> ENTRIES PROVIDED
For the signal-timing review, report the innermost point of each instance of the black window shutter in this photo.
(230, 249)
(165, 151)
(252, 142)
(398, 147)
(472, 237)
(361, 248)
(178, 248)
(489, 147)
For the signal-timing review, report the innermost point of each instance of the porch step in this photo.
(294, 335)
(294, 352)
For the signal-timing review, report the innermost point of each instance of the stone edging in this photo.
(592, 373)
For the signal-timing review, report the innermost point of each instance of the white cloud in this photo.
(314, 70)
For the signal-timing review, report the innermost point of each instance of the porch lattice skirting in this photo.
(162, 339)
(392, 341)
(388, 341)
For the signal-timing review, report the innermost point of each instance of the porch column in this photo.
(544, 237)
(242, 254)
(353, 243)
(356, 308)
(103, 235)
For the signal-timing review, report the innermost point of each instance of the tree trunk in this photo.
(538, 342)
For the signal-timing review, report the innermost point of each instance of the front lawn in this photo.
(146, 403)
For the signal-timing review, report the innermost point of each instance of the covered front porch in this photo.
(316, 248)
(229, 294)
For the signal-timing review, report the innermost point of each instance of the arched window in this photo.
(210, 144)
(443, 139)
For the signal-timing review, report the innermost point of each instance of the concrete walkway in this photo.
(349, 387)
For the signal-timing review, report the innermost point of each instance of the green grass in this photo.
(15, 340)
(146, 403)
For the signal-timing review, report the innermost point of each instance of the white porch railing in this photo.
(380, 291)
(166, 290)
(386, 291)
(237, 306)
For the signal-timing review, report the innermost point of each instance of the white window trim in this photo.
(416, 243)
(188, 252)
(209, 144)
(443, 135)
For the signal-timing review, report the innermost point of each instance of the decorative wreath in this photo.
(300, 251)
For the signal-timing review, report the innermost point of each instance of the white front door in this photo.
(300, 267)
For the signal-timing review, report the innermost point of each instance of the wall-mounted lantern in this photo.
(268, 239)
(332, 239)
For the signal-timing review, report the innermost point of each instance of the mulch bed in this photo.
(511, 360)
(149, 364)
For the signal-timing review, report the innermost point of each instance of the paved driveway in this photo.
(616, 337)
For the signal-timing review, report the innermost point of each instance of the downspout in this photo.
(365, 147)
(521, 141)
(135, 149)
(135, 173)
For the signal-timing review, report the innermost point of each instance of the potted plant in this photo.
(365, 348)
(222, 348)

--

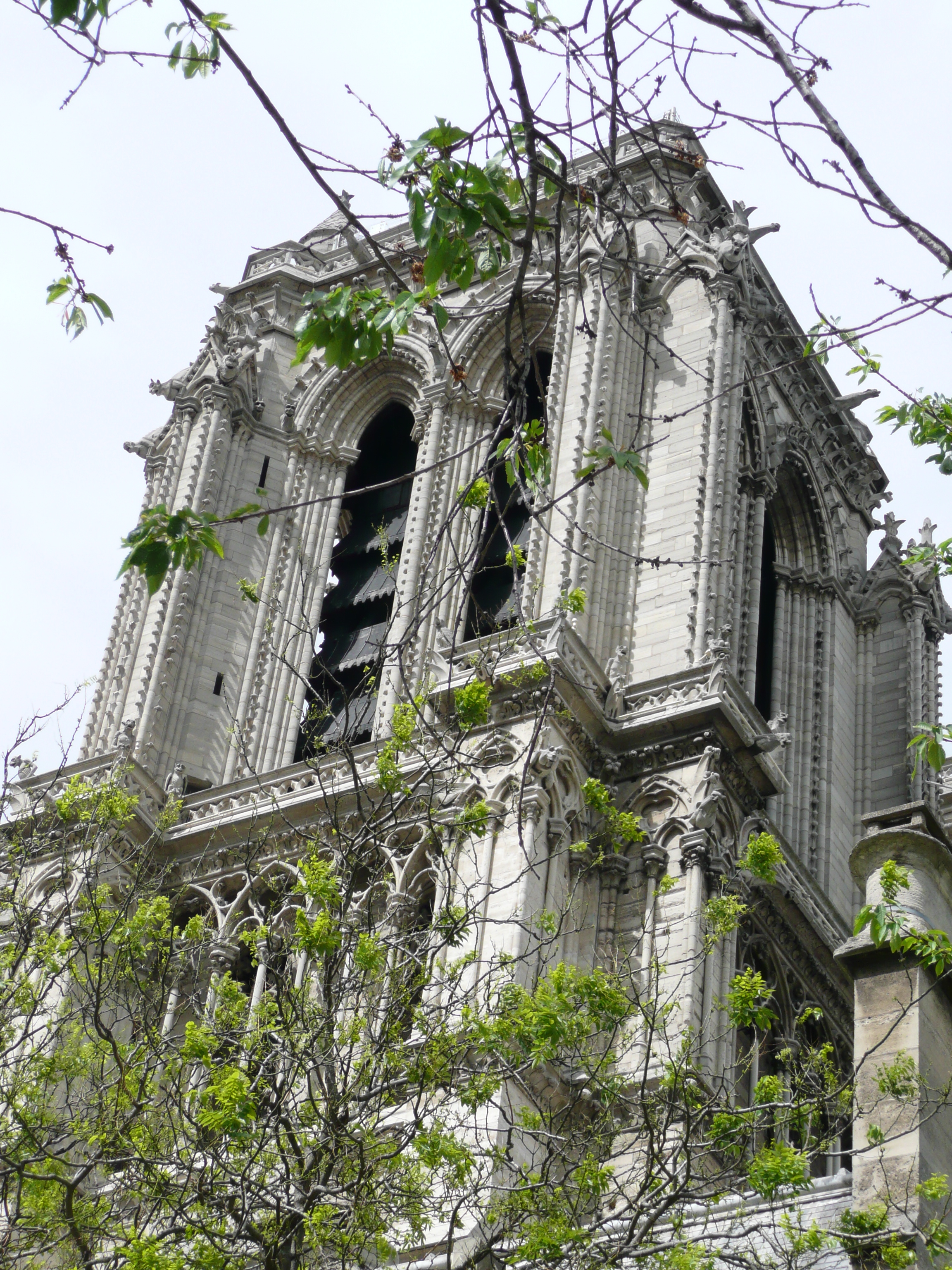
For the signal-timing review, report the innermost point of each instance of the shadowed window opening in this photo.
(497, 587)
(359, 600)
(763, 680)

> THE TASK
How many lines in the listing above contain the string "tree"? Reply with the count alone.

> TASK OUTPUT
1